Stored data
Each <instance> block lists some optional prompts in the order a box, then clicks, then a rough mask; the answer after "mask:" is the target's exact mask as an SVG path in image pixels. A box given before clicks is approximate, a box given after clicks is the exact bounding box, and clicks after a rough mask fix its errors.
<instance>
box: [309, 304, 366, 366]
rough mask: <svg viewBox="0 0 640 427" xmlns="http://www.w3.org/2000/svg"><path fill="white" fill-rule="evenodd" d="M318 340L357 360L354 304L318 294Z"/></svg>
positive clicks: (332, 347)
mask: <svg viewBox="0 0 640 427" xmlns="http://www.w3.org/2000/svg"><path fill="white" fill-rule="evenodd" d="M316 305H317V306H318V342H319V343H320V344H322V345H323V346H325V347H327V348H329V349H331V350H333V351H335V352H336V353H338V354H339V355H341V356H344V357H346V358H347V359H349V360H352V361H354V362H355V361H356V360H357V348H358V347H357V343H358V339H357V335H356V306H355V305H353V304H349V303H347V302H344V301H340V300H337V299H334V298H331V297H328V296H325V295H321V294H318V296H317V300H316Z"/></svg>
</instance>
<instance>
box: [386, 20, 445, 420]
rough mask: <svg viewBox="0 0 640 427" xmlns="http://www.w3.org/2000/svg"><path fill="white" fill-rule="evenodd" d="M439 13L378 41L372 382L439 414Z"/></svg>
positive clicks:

» TASK GOAL:
Reproduce all of the records above verbatim, line by line.

» EXERCISE RESPONSE:
Each <instance> block lists some optional prompts in the order a box, then clicks, then a rough mask; the answer after "mask:" is the target's exact mask as an SVG path in image pixels. A box given before clicks is approximate, a box given after clicks is the exact bounding box, and clicks after a rough mask fix its errors.
<instance>
box: [309, 304, 366, 366]
rough mask: <svg viewBox="0 0 640 427" xmlns="http://www.w3.org/2000/svg"><path fill="white" fill-rule="evenodd" d="M318 340L357 360L354 304L318 294Z"/></svg>
positive clicks: (332, 347)
mask: <svg viewBox="0 0 640 427" xmlns="http://www.w3.org/2000/svg"><path fill="white" fill-rule="evenodd" d="M316 305H317V306H318V342H319V343H320V344H322V345H323V346H325V347H327V348H329V349H331V350H333V351H335V352H336V353H338V354H339V355H341V356H344V357H346V358H347V359H349V360H352V361H354V362H355V361H356V360H357V348H358V347H357V343H358V339H357V335H356V306H355V305H353V304H349V303H347V302H344V301H340V300H337V299H334V298H331V297H328V296H325V295H321V294H318V296H317V300H316Z"/></svg>
</instance>
<instance>
box: [386, 20, 445, 420]
rough mask: <svg viewBox="0 0 640 427" xmlns="http://www.w3.org/2000/svg"><path fill="white" fill-rule="evenodd" d="M439 13L378 41L372 382L439 414Z"/></svg>
positive clicks:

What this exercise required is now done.